» **SELECTED EXCERPT**:
--*--

When those close to Miller hear that, there’s not a doubt in their minds that he has all the tools he needs to succeed as a coach. Connell noted that Miller’s ambition, work ethic, and high football I.Q are all key tools for any good coach.
“He’s a vocal leader but [Miller] was also a guy who modelled what it meant to be a leader,” said Connell. “He was here training during the summers […] Guys saw that it mattered to him and it made them want to go work.”
His teammates agree.
Adam Vance was Miller’s backup at the beginning of the year. After the game against Laval, it was Vance who started the rest of the year. According to the man who ended up in his position, Miller was nothing but a mentor to him after the injury.
“When he found out he wasn’t playing anymore, he actually stepped up even more,” said Vance. “He saw that I was still adjusting to the Canadian game. That was something really cool to see from a quarterback who just found out he couldn’t play [anymore].”
As much as he helped teammates by staying around the team, Miller believes his fellow Stingers players did just as much for him. He wanted Concordia to succeed.
“It was easy to be around the [team],” said Miller. “It helped me out of the dark place you get in when you get concussions.”
Miller is confident that he can one day coach at a high level. He’s not only built a strong football resume, but many connections in the coaching world as well. Whether it’s at the high school, NCAA, RSEQ or CFL levels, Miller has spent time with plenty of teams, forming relationships with helpful contacts in the field.
Miller isn’t rushing in expecting a university coaching job right away. He knows that you have to learn and move your way up the ladder. That’s just what he’s doing with his quarterback school.
In May 2017, Miller started the Next Gen Quarterback Academy. He works with quarterbacks in Montreal from as young as 12 years old, all the way up to the CEGEP level.
“It’s really rewarding, it showed me what the coaching world is like in terms of helping the youth,” said Miller. “That’s definitely something I’d want to be a part of.”
The academy’s roster of 11 quarterbacks gets plenty of one-on-one time with Miller, who focuses on teaching the technical aspects and specifics of the position. So far, the students are seeing plenty of success with all star team selections and letters of acceptance to top-rated prep schools in the United States to show for it.
Vance isn’t surprised at how good of a coach Miller is for his students; he experienced just how good of a teacher he is firsthand.

--*--

» **WORK INSTRUCTION A**:
List every level of football that the article on Miller names as a place where he has spent time with teams.
» **WORK INSTRUCTION B**:
For each statement, say whether the article on Miller agrees with it, answering yes or no and quoting the words of the article that decide it: (i) Miller started the Next Gen Quarterback Academy in May 2017. (ii) The academy has 12 quarterbacks on its roster. (iii) Vance was Miller's backup at the beginning of the year.
» **WORK INSTRUCTION C**:
Reproduce the part of the article on Miller that opens with the words containing "Miller is confident" and closes with "in the field.".

--*--

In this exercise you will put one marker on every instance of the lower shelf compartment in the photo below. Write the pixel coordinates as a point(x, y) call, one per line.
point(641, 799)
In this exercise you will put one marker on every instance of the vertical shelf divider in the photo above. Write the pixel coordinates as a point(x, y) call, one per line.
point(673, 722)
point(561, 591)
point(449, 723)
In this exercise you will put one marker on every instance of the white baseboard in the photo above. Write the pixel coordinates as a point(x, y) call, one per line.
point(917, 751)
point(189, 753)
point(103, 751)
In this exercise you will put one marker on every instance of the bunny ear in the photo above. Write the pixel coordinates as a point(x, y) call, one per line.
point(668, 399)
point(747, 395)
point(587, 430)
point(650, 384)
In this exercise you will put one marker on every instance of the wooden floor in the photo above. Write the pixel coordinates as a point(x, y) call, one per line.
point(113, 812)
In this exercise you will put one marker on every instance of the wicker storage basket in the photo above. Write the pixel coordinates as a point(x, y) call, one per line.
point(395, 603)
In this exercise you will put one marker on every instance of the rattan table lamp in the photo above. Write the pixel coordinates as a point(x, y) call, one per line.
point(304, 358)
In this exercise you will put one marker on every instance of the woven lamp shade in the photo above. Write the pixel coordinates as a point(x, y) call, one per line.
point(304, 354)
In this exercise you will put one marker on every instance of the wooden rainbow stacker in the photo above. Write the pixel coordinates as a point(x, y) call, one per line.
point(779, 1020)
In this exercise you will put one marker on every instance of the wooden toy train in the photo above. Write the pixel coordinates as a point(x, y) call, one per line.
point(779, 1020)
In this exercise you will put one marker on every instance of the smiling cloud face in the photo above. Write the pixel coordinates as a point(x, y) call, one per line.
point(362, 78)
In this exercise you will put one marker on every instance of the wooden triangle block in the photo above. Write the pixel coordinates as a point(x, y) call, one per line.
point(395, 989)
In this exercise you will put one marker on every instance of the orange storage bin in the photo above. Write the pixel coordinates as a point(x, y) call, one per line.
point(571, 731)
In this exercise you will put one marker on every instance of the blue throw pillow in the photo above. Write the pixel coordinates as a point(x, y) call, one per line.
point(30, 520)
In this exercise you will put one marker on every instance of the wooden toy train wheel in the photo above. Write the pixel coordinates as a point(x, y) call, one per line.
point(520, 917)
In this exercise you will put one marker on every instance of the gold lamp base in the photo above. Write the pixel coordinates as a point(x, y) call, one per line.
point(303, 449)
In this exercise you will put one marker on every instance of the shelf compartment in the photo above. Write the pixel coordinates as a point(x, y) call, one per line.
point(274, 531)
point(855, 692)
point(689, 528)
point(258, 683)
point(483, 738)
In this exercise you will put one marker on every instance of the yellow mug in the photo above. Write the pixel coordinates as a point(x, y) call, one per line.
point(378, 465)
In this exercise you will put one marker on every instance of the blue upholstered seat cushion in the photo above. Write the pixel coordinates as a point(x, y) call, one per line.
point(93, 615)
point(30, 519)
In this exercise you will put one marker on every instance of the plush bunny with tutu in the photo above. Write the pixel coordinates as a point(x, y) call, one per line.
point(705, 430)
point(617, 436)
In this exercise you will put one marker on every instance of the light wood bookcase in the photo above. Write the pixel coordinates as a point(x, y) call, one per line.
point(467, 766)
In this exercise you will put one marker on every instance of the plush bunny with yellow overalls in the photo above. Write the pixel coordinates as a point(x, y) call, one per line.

--*--

» **ANSWER BOX A**:
high school, NCAA, RSEQ, CFL

» **ANSWER BOX B**:
(i) Yes: "In May 2017, Miller started the Next Gen Quarterback Academy."
(ii) No: "The academy’s roster of 11 quarterbacks"
(iii) Yes: "Adam Vance was Miller’s backup at the beginning of the year."

» **ANSWER BOX C**:
Miller is confident that he can one day coach at a high level. He’s not only built a strong football resume, but many connections in the coaching world as well. Whether it’s at the high school, NCAA, RSEQ or CFL levels, Miller has spent time with plenty of teams, forming relationships with helpful contacts in the field.